▶ Material for this task:
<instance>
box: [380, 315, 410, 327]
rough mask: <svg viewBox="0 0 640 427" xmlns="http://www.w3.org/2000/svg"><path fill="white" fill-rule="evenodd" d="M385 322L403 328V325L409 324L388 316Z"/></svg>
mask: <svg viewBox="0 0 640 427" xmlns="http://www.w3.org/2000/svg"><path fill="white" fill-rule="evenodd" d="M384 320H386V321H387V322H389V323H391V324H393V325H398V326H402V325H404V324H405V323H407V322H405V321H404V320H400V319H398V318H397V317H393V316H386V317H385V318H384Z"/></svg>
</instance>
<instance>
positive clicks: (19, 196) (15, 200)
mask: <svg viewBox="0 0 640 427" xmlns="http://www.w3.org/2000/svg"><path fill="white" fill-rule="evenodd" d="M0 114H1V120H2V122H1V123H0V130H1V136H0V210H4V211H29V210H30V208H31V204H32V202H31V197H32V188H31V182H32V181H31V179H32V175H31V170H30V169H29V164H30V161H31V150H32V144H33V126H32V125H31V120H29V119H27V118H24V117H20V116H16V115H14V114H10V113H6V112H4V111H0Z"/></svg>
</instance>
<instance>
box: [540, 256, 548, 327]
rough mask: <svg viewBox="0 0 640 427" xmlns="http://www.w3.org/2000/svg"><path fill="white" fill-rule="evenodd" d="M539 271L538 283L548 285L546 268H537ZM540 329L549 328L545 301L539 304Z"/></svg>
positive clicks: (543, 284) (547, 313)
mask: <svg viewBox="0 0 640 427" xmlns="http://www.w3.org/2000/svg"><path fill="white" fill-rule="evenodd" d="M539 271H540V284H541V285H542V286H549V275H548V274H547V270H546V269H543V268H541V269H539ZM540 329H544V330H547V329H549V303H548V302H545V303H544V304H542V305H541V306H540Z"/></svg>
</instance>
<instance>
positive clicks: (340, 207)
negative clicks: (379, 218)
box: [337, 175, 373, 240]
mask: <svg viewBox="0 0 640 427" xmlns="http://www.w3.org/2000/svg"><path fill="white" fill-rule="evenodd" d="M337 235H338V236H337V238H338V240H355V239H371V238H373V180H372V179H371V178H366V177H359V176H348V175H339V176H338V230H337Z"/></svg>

▶ Prompt:
Copy out every line of the entries above, character for character, with no changes.

▶ Response below:
<instance>
box: [380, 315, 410, 327]
rough mask: <svg viewBox="0 0 640 427" xmlns="http://www.w3.org/2000/svg"><path fill="white" fill-rule="evenodd" d="M385 322L403 328V325L409 324L388 316Z"/></svg>
mask: <svg viewBox="0 0 640 427" xmlns="http://www.w3.org/2000/svg"><path fill="white" fill-rule="evenodd" d="M384 320H386V321H387V322H389V323H391V324H393V325H398V326H402V325H404V324H405V323H407V322H405V321H404V320H400V319H398V318H397V317H393V316H386V317H385V318H384Z"/></svg>
</instance>
<instance>
positive clicks: (19, 196) (15, 200)
mask: <svg viewBox="0 0 640 427" xmlns="http://www.w3.org/2000/svg"><path fill="white" fill-rule="evenodd" d="M0 114H1V120H2V122H1V123H0V130H1V136H0V210H4V211H29V210H30V208H31V204H32V202H31V197H32V188H31V182H32V181H31V179H32V175H31V170H30V169H29V164H30V161H31V150H32V144H33V126H32V125H31V120H29V119H27V118H24V117H20V116H16V115H14V114H10V113H6V112H4V111H0Z"/></svg>
</instance>
<instance>
box: [540, 256, 548, 327]
rough mask: <svg viewBox="0 0 640 427" xmlns="http://www.w3.org/2000/svg"><path fill="white" fill-rule="evenodd" d="M539 271L538 283L548 285L546 268H537ZM540 329L549 328L545 301L539 304Z"/></svg>
positive clicks: (543, 284) (547, 313)
mask: <svg viewBox="0 0 640 427" xmlns="http://www.w3.org/2000/svg"><path fill="white" fill-rule="evenodd" d="M539 271H540V284H541V285H542V286H549V275H548V274H547V270H546V269H543V268H541V269H539ZM540 329H544V330H547V329H549V303H548V302H545V303H544V304H542V305H541V306H540Z"/></svg>
</instance>
<instance>
positive clicks: (340, 207)
negative clicks: (379, 218)
box: [337, 175, 373, 240]
mask: <svg viewBox="0 0 640 427" xmlns="http://www.w3.org/2000/svg"><path fill="white" fill-rule="evenodd" d="M337 235H338V236H337V238H338V240H355V239H371V238H373V180H372V179H371V178H366V177H359V176H348V175H339V176H338V230H337Z"/></svg>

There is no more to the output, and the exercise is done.